Write out the material below exactly, beginning at the line that contains "Identify a point for each instance of the pine" and ending with its last line, both ends included; write nothing else.

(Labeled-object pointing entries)
========================================================================
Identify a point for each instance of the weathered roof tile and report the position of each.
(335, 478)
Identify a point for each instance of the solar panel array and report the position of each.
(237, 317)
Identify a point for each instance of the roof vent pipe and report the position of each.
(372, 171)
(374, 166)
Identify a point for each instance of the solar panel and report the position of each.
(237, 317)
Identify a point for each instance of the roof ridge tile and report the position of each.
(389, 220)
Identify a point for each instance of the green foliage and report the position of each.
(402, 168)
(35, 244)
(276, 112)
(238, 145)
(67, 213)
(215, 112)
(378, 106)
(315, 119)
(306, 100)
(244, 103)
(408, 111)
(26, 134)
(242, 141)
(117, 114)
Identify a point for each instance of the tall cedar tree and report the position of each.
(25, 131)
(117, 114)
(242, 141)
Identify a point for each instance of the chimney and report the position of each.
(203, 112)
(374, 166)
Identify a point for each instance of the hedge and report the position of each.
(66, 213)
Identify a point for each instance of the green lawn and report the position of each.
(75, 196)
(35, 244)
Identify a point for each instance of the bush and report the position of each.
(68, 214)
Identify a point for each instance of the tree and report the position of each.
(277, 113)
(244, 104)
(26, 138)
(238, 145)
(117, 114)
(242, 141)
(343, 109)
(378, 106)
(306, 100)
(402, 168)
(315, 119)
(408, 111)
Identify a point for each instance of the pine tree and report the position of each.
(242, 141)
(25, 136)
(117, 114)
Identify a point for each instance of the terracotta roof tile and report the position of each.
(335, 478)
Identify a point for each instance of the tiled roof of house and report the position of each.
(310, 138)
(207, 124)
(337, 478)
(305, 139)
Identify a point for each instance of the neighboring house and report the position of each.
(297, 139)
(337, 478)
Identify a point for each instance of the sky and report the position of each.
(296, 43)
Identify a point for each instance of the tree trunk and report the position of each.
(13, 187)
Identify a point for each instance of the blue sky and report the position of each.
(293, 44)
========================================================================
COMPLETE OUTPUT:
Identify a point for each instance of the pine tree and report the position of each.
(242, 141)
(25, 136)
(117, 114)
Identify a point for each instance of the terracotta roof tile and report the position of each.
(335, 478)
Identify a point for each instance of the tiled roof of house and report the position of each.
(310, 138)
(207, 124)
(337, 478)
(305, 139)
Identify a point for each instance of the neighboring house and report the position of each.
(297, 139)
(337, 478)
Identify a point for each instance of the sky and report the position of each.
(296, 43)
Identify a point for each instance of the tree trunk and report the position of each.
(13, 187)
Identify a point for each instance of the blue sky and report the position of each.
(293, 44)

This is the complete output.